__YOUR INSTRUCTIONS__
Using the records below, quote only the span that opens with the line containing "Exercise. Locate the sunlit" and closes with the line containing "Exercise. Locate the leafy", exactly and inclusively.
---
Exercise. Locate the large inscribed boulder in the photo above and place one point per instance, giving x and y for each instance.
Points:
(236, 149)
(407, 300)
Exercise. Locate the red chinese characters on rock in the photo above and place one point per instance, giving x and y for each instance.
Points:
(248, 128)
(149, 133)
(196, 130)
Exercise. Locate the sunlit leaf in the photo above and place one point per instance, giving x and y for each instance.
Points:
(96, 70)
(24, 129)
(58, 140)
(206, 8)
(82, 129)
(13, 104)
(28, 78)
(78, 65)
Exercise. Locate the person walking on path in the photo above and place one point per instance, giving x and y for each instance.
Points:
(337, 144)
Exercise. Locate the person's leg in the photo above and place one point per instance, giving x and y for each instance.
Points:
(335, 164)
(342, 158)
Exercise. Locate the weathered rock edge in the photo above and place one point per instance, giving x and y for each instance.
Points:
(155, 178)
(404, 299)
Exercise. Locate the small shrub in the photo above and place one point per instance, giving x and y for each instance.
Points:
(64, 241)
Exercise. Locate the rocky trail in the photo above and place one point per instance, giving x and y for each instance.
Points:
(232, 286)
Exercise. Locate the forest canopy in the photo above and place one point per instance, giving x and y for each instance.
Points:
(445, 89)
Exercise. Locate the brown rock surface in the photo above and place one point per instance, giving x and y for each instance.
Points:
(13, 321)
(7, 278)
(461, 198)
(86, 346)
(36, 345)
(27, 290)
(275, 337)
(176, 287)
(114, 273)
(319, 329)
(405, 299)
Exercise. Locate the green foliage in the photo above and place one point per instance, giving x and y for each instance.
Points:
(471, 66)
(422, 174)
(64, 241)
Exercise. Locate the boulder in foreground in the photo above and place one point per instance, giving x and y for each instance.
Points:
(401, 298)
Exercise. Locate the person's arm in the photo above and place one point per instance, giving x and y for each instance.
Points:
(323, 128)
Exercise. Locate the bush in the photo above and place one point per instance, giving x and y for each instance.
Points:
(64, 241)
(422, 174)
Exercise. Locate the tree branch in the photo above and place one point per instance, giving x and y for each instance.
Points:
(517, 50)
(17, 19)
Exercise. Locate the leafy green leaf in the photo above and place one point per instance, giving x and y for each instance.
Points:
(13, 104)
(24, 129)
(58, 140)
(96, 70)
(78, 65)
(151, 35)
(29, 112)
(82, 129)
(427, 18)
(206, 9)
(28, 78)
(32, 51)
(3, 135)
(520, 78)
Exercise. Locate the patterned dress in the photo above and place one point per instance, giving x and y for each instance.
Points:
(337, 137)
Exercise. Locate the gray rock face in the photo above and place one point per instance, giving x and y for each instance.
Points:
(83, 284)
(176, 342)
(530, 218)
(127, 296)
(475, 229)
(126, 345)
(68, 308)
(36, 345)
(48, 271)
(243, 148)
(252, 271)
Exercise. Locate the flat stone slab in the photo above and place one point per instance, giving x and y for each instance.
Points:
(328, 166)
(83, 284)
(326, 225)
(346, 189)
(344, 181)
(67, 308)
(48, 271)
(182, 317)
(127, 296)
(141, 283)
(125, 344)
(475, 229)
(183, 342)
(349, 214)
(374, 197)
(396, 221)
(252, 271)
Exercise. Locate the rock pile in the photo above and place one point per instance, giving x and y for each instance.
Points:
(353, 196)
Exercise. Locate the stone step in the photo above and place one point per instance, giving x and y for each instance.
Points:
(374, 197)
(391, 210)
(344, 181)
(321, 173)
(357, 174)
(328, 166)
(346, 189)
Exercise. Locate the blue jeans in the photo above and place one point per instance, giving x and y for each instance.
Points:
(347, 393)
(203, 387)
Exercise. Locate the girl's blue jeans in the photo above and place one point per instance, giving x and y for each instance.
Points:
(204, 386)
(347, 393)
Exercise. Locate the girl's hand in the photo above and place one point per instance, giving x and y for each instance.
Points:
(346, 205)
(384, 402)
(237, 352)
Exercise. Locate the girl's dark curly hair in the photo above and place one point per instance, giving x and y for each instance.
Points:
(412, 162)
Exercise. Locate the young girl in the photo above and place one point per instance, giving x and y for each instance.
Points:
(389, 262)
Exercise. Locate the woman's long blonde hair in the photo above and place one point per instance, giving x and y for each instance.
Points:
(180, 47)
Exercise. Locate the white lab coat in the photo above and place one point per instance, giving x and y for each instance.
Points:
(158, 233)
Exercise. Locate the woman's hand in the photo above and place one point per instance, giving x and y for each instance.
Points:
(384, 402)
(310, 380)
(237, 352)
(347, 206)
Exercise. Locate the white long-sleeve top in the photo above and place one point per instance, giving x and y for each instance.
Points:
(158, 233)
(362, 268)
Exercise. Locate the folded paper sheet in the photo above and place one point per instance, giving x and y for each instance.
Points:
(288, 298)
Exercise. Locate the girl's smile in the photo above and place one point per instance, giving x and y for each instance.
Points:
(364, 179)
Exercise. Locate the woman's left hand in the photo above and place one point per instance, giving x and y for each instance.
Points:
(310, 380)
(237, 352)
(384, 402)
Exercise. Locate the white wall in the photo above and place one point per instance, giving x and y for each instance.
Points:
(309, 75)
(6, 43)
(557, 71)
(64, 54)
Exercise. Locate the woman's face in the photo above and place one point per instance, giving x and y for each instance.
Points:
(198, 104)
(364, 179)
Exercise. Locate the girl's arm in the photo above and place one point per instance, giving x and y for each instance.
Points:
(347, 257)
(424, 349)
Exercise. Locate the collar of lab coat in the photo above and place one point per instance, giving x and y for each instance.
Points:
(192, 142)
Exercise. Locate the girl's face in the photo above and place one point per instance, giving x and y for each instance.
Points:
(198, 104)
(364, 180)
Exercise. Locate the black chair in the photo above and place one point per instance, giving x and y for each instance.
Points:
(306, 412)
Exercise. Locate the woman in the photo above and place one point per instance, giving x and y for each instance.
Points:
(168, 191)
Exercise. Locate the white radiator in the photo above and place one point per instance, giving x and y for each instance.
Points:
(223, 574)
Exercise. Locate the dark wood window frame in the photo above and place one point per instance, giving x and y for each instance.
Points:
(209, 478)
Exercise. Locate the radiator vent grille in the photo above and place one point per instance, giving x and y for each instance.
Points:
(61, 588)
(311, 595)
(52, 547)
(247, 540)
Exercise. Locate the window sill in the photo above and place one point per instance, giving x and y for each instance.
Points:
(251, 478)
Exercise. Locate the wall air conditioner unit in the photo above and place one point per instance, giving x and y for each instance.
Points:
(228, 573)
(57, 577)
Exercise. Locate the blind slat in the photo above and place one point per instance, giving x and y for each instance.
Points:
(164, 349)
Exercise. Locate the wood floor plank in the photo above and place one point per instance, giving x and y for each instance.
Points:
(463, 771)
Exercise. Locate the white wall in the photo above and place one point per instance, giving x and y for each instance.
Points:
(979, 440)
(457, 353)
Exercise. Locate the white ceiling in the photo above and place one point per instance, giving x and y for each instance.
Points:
---
__SOLUTION TO THIS PROBLEM__
Exercise. Locate the sunlit leaf in the photo above and place one point per instance, giving x and y for each instance.
Points:
(96, 70)
(24, 129)
(58, 140)
(206, 8)
(82, 129)
(13, 104)
(28, 78)
(78, 65)
Exercise. Locate the person walking on path in the photo above and place one point per instance, giving x and y for each instance.
Points:
(337, 144)
Exercise. Locate the person's leg in the photo above and place one point per instance, giving x and y for each instance.
Points:
(335, 164)
(342, 158)
Exercise. Locate the weathered rock edge in the photo above and place one point per instance, giving x and y for each instance.
Points:
(155, 178)
(404, 299)
Exercise. Locate the small shrub in the photo above and place one point per instance, giving x and y for each instance.
Points:
(64, 241)
Exercise. Locate the rocky trail in the photo above and place one point per instance, giving x and y for each instance.
Points:
(232, 286)
Exercise. Locate the forest canopy in the photo above and place one point per instance, giving x and y for each instance.
Points:
(445, 89)
Exercise. Locate the brown rock surface in the photo above and place one point per instance, giving x and y for each instance.
Points:
(13, 321)
(7, 278)
(461, 198)
(86, 346)
(36, 345)
(27, 290)
(275, 337)
(176, 287)
(114, 273)
(319, 329)
(405, 299)
Exercise. Locate the green foliage in the photo above and place one point per instance, giving x and y for each instance.
Points:
(471, 66)
(422, 174)
(64, 241)
Exercise. Locate the boulder in foreground in the photo above and place one point per instance, giving x and y for each instance.
Points:
(401, 298)
Exercise. Locate the person's arm in the photo above and place one point per instance, giving x and y for each instance.
Points:
(323, 128)
Exercise. Locate the bush in the photo above and place one point per instance, giving x and y for each instance.
Points:
(64, 241)
(422, 174)
Exercise. Locate the tree branch in the photo above and place one point per instance, giving x and y for each instance.
Points:
(517, 50)
(17, 19)
Exercise. Locate the leafy green leaf in the photo above and place one point per instance, giving x and y for each instance.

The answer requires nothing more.